(Point annotation records)
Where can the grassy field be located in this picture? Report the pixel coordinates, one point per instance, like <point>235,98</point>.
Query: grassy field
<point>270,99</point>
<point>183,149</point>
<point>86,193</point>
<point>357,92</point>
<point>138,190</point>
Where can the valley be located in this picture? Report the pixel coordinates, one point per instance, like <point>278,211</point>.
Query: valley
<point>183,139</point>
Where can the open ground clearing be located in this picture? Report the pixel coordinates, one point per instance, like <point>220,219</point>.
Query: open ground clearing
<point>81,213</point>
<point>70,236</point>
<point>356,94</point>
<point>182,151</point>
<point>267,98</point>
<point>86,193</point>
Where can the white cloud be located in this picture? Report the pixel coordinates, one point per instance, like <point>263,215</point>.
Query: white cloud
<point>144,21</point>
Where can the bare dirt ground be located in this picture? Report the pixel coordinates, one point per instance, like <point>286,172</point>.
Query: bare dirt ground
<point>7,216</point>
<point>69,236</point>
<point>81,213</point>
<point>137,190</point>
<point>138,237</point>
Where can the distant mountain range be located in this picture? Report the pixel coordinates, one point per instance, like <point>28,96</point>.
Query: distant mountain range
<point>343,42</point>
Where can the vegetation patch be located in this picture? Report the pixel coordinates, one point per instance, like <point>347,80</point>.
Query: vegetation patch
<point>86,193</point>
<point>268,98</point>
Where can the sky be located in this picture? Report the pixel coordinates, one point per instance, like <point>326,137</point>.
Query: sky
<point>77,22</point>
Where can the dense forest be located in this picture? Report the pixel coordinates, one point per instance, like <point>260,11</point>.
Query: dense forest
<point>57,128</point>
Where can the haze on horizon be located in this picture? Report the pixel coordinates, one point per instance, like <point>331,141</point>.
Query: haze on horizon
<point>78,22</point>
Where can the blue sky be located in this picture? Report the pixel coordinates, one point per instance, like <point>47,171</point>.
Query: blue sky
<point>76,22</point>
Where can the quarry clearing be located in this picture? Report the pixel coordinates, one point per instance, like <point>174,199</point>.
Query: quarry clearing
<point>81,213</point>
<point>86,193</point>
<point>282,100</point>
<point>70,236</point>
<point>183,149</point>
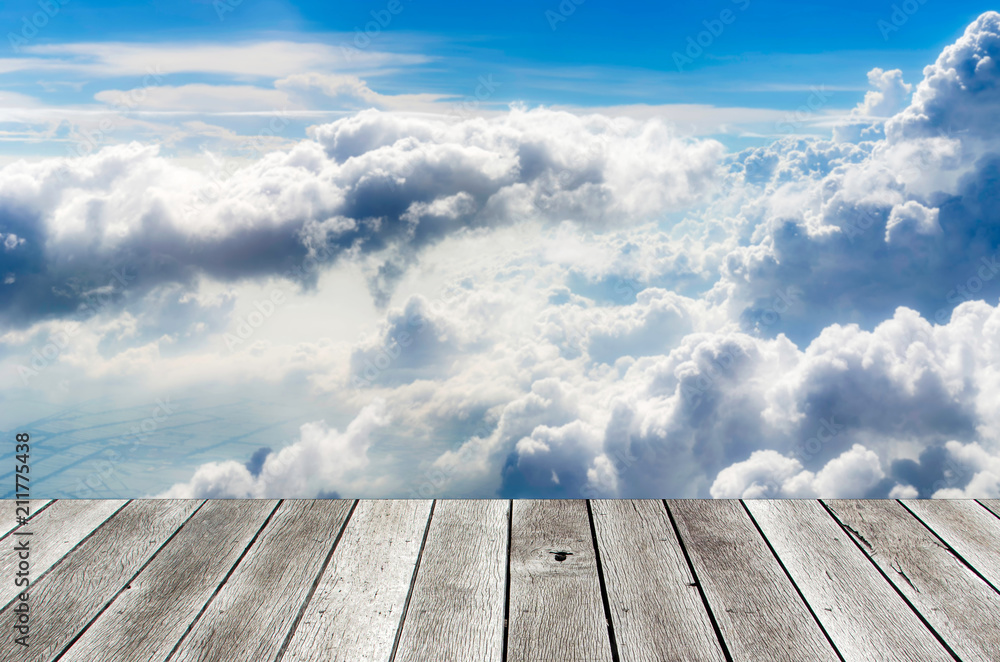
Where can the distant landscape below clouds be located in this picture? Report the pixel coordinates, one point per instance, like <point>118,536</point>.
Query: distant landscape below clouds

• _Your objective_
Recast the stretch of the entries from the line containing "Where can the white" through the line containing "<point>76,22</point>" as a numbered list, one line per item, omitting any blank lines.

• _Response below_
1. Where can the white cloud be located in this picture? Report the pixel coordinates, one point per instance, like <point>263,215</point>.
2. Query: white cloud
3. <point>144,21</point>
4. Where can the bare dirt ground be located in this picture? Report the pixel coordinates, one point per instance, like <point>286,172</point>.
5. Query: bare dirt ground
6. <point>7,216</point>
7. <point>69,236</point>
8. <point>81,213</point>
9. <point>137,190</point>
10. <point>138,237</point>
11. Where can the distant mountain range be located in this picture? Report the pixel coordinates, one point per instance, like <point>28,96</point>.
12. Query: distant mountain range
13. <point>343,42</point>
14. Where can the vegetation patch be located in this picture? Report the pixel coordinates, one point per instance, like <point>347,80</point>.
15. Query: vegetation patch
16. <point>86,193</point>
17. <point>268,98</point>
18. Where can the sky be located in this picture? Report the pixel coordinates, one point per instance, like <point>326,137</point>.
19. Query: sky
20. <point>77,22</point>
21. Where can the dense forest be located in this picture? Report the pixel coordinates, one point per instance, like <point>260,11</point>.
22. Query: dense forest
23. <point>57,128</point>
24. Where can the haze on horizon be located in this picture? Report the pixel coordinates, one point per instance, like <point>331,141</point>.
25. Query: haze on horizon
26. <point>78,22</point>
27. Where can the blue sky be located in this picture? Report the pixel coordinates, one point per instance, like <point>47,171</point>.
28. Query: blue sky
29. <point>76,22</point>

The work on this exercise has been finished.